What to produce: Can you transcribe the data exactly? Leave the pictures out.

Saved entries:
□ □ □ □ □
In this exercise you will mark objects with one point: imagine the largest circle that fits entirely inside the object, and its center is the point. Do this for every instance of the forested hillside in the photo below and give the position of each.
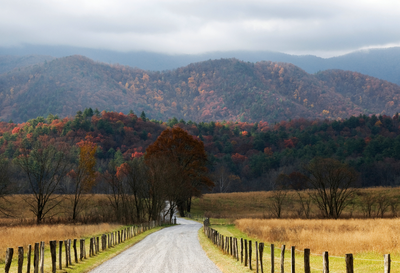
(218, 90)
(251, 155)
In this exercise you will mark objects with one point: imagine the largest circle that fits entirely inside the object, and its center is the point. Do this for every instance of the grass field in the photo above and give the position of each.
(257, 205)
(246, 215)
(87, 264)
(368, 261)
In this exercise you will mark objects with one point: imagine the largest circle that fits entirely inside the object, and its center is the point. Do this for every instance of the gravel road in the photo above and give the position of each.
(170, 250)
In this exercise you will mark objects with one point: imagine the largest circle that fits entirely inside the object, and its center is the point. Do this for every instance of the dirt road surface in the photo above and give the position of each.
(171, 250)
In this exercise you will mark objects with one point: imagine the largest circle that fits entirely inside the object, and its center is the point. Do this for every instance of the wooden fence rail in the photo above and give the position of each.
(226, 244)
(107, 241)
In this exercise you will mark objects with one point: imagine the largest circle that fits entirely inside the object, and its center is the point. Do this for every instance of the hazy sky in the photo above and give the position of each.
(318, 27)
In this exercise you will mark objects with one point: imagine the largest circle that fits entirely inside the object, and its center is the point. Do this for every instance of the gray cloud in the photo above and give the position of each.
(322, 28)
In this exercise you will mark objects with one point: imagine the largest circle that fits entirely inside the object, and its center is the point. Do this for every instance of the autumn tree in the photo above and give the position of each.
(187, 175)
(83, 176)
(223, 178)
(45, 165)
(134, 173)
(5, 185)
(333, 185)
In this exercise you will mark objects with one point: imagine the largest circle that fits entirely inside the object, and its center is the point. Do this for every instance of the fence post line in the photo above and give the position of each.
(53, 251)
(325, 262)
(9, 254)
(75, 252)
(256, 256)
(41, 257)
(66, 253)
(60, 255)
(307, 268)
(20, 258)
(387, 263)
(272, 258)
(28, 257)
(36, 259)
(241, 250)
(283, 259)
(349, 263)
(261, 249)
(250, 252)
(293, 262)
(245, 252)
(230, 241)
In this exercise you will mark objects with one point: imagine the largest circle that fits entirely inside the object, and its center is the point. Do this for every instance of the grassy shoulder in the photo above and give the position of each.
(367, 262)
(86, 264)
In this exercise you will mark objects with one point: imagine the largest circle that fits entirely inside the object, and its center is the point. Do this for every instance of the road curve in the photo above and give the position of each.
□ □ □ □ □
Output for this exercise:
In this exercise you will mark objects with one point: imagine the largest circle that fits entirely inside the object, and its center is the point. Do this for every instance of the forested hillside in the photo below and give the position of each.
(218, 90)
(251, 155)
In this exercise you will mark objects with one point: imagine the largest circle that fits entirely inside the object, and its center is the point. Do this for every instance of the grass field in the photo above and give the position of each.
(257, 205)
(246, 215)
(87, 264)
(368, 261)
In this exercise you will mark objects with one point: imagine the largest circle that fits entirely inside the object, and its center is the point. Do this for every instance of the gravel road in the photo above and give the position of each.
(170, 250)
In this exercise you will mark objects with one point: imagine the largest circle that fits entirely inside the object, and its center is the point. Do this for every instance of the dirt road surface in the photo above and give the position of each.
(171, 250)
In this exercise you will mark objects with one point: imagine the largest circle that fits entirely inside the object, and its center is the point. Do this for every instance of the wooden fence rail in the photo above and give the position of each.
(226, 244)
(107, 241)
In this exercise you will mark objects with one point: imagine the largest circle that fits entirely inside the object, and its center is the point. Do this for every instance of the hazy sky in the photo above and give the position of each.
(318, 27)
In this exercise you will mark objects with one point: imagine the largest circle that fits entirely inside the object, and its center is the point. Do this for every instance of the gray cloud in the photo above and give the position of each.
(322, 28)
In this exercise you will mark objects with one point: imagine the largest circle that fits entirely inside the object, and its center is the point. Do this for every instance of the autumn tree in the photo above and give the position of each.
(187, 175)
(83, 176)
(223, 178)
(45, 165)
(134, 173)
(5, 185)
(333, 185)
In this exercise you will mark objects with one point: imagine the largest circle that fits entirely inside the object, and its center is the point. Do this for every instance of the fence post line in the photo above and give the position of each.
(53, 251)
(325, 262)
(9, 254)
(75, 252)
(256, 256)
(41, 257)
(66, 253)
(60, 255)
(307, 268)
(20, 258)
(387, 263)
(272, 258)
(28, 257)
(36, 259)
(241, 250)
(283, 259)
(349, 263)
(261, 249)
(250, 252)
(293, 262)
(245, 252)
(230, 241)
In this exercise you will mark objects with one point: imagine the largest circle that fits entirely inside the object, and its center is the point. Do this for every instance of the grassy shoulder in the photo above and give the position of each.
(367, 262)
(86, 264)
In this exercise you will mark objects with one point: imagine the largest circle that fits entirely inside the object, and its center is the point. Do this for every instance of the road curve in the photo above and give the position of each.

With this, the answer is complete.